---- Record set

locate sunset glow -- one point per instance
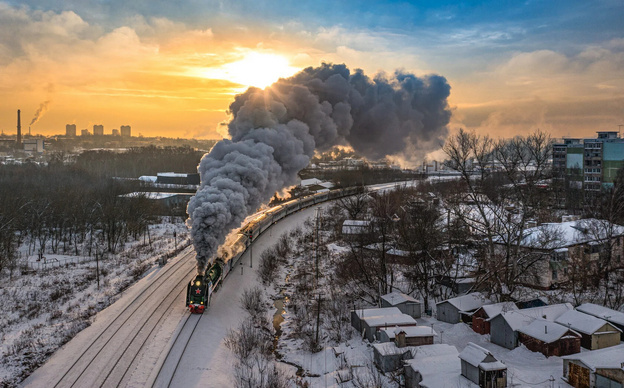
(255, 69)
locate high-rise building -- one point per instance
(591, 164)
(125, 131)
(70, 130)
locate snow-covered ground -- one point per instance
(48, 302)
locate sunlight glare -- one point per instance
(255, 69)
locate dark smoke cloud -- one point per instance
(274, 133)
(43, 107)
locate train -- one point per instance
(201, 287)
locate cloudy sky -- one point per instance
(171, 68)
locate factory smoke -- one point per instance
(274, 133)
(43, 107)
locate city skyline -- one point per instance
(173, 69)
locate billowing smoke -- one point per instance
(274, 133)
(43, 107)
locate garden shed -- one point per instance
(408, 336)
(481, 317)
(595, 333)
(482, 368)
(596, 368)
(407, 304)
(433, 366)
(616, 318)
(504, 327)
(459, 309)
(549, 338)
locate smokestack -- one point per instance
(19, 130)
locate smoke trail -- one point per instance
(43, 107)
(274, 133)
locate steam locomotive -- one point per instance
(200, 289)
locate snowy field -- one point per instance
(46, 302)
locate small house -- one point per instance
(433, 366)
(403, 302)
(596, 368)
(459, 309)
(388, 357)
(481, 367)
(504, 327)
(408, 336)
(616, 318)
(549, 338)
(481, 317)
(595, 333)
(357, 315)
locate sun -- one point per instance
(255, 69)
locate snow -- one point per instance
(474, 354)
(607, 358)
(410, 331)
(520, 318)
(584, 323)
(545, 331)
(493, 310)
(468, 302)
(389, 320)
(396, 297)
(602, 312)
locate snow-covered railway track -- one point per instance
(176, 351)
(107, 359)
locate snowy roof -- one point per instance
(410, 331)
(468, 302)
(395, 298)
(474, 354)
(390, 348)
(520, 318)
(437, 364)
(566, 234)
(354, 226)
(363, 313)
(607, 358)
(389, 320)
(602, 312)
(493, 310)
(545, 331)
(584, 323)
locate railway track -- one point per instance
(108, 358)
(174, 356)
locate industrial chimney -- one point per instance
(18, 143)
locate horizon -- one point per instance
(172, 71)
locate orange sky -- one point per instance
(168, 76)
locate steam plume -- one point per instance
(274, 133)
(43, 107)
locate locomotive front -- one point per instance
(196, 297)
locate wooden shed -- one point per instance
(481, 317)
(408, 336)
(595, 333)
(504, 327)
(596, 368)
(460, 309)
(403, 302)
(549, 338)
(616, 318)
(482, 368)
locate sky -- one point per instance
(171, 68)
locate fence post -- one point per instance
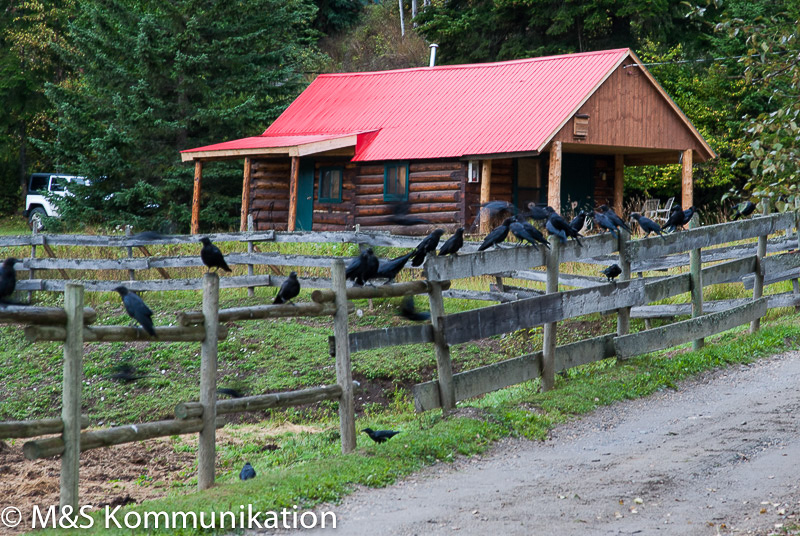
(795, 283)
(31, 271)
(344, 372)
(206, 447)
(696, 275)
(758, 283)
(131, 272)
(444, 366)
(548, 373)
(71, 397)
(251, 291)
(624, 313)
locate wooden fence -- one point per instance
(519, 309)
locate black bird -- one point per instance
(400, 215)
(453, 244)
(534, 233)
(647, 225)
(390, 269)
(380, 436)
(136, 309)
(537, 213)
(604, 223)
(612, 272)
(289, 289)
(363, 268)
(560, 227)
(212, 256)
(612, 216)
(578, 221)
(227, 391)
(522, 234)
(675, 219)
(428, 244)
(496, 235)
(126, 373)
(409, 312)
(8, 278)
(744, 209)
(247, 472)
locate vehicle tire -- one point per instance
(36, 218)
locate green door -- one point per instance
(305, 195)
(577, 182)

--------

## What is needed
Copy the preceding data in full and word for word, dropping its pictures.

## Answer box
locate sunset glow -- one point per instance
(255, 69)
locate high-rise building -- one point per instance
(591, 164)
(125, 131)
(70, 130)
locate snow-covered ground -- one point per instance
(48, 302)
locate sunlight glare -- one point per instance
(255, 69)
locate dark smoke cloud -- one point per instance
(274, 133)
(43, 107)
locate train -- one point per instance
(201, 287)
locate cloudy sky -- one point per instance
(171, 68)
locate factory smoke -- one point per instance
(274, 133)
(43, 107)
locate city skyline -- one point per instance
(173, 69)
locate billowing smoke -- one point per instance
(274, 133)
(43, 107)
locate garden shed -- one point per instance
(408, 336)
(481, 317)
(595, 333)
(482, 368)
(596, 368)
(407, 304)
(433, 366)
(616, 318)
(504, 327)
(459, 309)
(549, 338)
locate smokestack -- one point per instance
(19, 130)
locate smoke trail -- one point per instance
(43, 107)
(274, 133)
locate steam locomotive -- one point per instance
(200, 289)
locate snowy field -- one point per instance
(46, 302)
locate small house -- one point per instance
(433, 366)
(403, 302)
(596, 368)
(459, 309)
(388, 357)
(481, 367)
(504, 327)
(408, 336)
(616, 318)
(549, 338)
(481, 317)
(595, 333)
(357, 315)
locate sun -- one point per instance
(255, 69)
locate snow -- one point per instance
(474, 354)
(607, 358)
(410, 331)
(520, 318)
(584, 323)
(545, 331)
(493, 310)
(468, 302)
(389, 320)
(396, 297)
(602, 312)
locate snow-covered railway track -- one point per instance
(176, 351)
(107, 359)
locate snowy roof -- one point per instance
(410, 331)
(468, 302)
(395, 298)
(474, 354)
(390, 348)
(520, 318)
(437, 364)
(566, 234)
(354, 226)
(363, 313)
(607, 358)
(389, 320)
(602, 312)
(493, 310)
(545, 331)
(584, 323)
locate railway track -- one point per instance
(108, 358)
(174, 356)
locate industrial chimney -- one point per instance
(18, 143)
locate horizon -- one point per instance
(172, 71)
locate orange sky -- one point per instance
(168, 76)
locate steam plume -- one point per instance
(274, 133)
(43, 107)
locate locomotive front -- one point per instance
(196, 297)
locate wooden shed -- one point per instance
(481, 317)
(408, 336)
(595, 333)
(504, 327)
(596, 368)
(460, 309)
(403, 302)
(549, 338)
(616, 318)
(482, 368)
locate sky -- one point per instance
(171, 68)
locate fence post -- one point per instance
(795, 283)
(31, 271)
(344, 372)
(206, 447)
(696, 275)
(758, 283)
(131, 272)
(444, 366)
(548, 373)
(71, 397)
(251, 291)
(624, 313)
locate wooden fence -- one point per instance
(519, 309)
locate black bird -- one point per instance
(400, 215)
(453, 244)
(534, 233)
(647, 225)
(390, 269)
(380, 436)
(136, 309)
(537, 213)
(604, 223)
(612, 272)
(289, 289)
(363, 268)
(560, 227)
(212, 256)
(612, 216)
(578, 221)
(227, 391)
(522, 234)
(675, 219)
(428, 244)
(496, 235)
(126, 373)
(409, 312)
(8, 278)
(744, 209)
(247, 472)
locate vehicle tire -- one point per instance
(36, 218)
locate green door -- one point per instance
(305, 195)
(577, 182)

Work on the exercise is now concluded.